**ABOUT THIS TASK:** All lines from the one that contains "241L80 250L88 248L89" through the final line of the entries must be repeated exactly. No other lines belong in the output.

**GIVEN DATA:**

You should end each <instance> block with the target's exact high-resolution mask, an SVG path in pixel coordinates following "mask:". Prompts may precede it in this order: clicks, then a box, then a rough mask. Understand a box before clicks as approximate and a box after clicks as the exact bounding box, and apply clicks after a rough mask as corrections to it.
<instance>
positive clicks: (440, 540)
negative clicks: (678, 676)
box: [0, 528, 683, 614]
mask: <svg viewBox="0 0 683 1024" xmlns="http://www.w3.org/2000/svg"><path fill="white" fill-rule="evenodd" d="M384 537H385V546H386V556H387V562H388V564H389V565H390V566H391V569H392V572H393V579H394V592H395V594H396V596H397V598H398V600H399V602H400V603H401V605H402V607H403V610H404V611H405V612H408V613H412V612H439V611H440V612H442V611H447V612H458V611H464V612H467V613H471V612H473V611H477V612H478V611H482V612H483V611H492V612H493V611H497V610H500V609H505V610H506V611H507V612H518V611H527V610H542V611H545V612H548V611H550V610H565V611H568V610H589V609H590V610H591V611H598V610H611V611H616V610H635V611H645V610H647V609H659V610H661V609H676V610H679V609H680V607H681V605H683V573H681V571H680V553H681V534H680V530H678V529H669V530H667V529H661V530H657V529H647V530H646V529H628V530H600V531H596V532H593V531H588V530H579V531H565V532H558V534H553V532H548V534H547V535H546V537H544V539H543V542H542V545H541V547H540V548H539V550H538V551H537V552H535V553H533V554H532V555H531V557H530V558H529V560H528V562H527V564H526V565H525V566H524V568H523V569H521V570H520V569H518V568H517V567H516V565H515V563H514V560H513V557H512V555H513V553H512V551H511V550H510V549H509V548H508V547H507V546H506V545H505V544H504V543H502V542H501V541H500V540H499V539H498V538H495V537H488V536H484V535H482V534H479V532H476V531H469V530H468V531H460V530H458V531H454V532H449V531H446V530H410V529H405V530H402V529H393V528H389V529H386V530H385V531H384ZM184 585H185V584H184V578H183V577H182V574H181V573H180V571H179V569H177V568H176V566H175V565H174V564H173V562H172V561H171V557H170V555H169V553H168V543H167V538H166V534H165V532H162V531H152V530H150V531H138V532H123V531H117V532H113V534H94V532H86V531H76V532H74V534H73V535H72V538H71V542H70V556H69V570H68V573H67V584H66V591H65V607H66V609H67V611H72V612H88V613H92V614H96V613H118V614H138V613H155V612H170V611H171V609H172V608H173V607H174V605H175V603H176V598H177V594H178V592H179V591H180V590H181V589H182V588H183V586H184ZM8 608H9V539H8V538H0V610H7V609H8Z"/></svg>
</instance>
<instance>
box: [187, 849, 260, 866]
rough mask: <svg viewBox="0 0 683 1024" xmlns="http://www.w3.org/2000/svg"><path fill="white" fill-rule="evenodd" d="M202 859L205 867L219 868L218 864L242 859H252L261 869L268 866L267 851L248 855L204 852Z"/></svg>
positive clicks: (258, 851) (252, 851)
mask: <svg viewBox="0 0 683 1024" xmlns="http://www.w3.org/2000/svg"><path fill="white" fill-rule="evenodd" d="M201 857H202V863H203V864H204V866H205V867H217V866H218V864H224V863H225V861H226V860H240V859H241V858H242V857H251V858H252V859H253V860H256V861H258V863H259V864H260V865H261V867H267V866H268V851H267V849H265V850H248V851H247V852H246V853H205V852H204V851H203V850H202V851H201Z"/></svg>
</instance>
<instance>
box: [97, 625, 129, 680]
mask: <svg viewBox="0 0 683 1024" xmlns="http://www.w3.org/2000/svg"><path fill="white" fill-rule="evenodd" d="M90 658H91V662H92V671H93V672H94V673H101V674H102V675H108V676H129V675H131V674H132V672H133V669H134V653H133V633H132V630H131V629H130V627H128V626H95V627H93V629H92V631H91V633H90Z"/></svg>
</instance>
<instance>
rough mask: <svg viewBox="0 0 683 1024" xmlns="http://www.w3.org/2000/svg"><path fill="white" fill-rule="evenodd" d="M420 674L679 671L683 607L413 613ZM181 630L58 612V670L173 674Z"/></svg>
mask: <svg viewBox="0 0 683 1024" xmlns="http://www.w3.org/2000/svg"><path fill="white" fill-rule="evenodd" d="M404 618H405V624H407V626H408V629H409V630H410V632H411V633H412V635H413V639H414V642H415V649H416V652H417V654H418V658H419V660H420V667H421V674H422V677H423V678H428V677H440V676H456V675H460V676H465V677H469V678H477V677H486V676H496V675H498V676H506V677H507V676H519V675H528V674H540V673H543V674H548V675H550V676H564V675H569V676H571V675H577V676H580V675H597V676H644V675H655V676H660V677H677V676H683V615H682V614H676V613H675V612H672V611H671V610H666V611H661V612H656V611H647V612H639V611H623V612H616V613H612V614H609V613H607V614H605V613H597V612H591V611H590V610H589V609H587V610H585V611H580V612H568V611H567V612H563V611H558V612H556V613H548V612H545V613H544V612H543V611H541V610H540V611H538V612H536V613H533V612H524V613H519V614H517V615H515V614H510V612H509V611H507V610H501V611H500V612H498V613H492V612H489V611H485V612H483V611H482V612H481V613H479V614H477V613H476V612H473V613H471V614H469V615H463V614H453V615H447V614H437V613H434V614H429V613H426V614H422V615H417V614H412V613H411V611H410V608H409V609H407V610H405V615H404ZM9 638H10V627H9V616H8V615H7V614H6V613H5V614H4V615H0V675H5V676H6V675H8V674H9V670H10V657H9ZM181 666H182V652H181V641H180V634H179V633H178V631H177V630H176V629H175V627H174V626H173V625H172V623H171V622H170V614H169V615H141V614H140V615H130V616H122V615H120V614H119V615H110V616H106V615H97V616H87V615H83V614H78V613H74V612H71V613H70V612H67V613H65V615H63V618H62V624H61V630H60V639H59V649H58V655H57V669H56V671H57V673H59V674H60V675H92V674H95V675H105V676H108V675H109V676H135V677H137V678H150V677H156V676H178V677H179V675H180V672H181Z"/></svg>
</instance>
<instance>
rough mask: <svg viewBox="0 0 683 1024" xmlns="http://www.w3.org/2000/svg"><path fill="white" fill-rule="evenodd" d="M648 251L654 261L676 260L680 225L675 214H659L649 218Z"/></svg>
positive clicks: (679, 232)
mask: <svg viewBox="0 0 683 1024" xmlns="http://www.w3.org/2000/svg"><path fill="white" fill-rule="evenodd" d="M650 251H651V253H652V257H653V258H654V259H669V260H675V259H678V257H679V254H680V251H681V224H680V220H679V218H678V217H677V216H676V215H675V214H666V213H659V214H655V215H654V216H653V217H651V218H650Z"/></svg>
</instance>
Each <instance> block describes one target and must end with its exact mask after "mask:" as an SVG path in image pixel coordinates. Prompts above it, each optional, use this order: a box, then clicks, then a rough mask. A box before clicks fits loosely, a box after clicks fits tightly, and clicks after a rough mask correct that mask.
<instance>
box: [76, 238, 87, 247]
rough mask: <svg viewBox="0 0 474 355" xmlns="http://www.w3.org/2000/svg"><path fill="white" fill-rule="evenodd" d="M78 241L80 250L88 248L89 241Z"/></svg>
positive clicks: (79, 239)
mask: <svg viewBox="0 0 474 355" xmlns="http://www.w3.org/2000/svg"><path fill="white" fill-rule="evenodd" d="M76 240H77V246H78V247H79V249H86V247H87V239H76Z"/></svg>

**WRITTEN ANSWER:**
rough mask: <svg viewBox="0 0 474 355" xmlns="http://www.w3.org/2000/svg"><path fill="white" fill-rule="evenodd" d="M78 241L80 250L88 248L89 241Z"/></svg>
positive clicks: (79, 239)
mask: <svg viewBox="0 0 474 355" xmlns="http://www.w3.org/2000/svg"><path fill="white" fill-rule="evenodd" d="M76 240H77V246H78V247H79V249H86V247H87V239H76Z"/></svg>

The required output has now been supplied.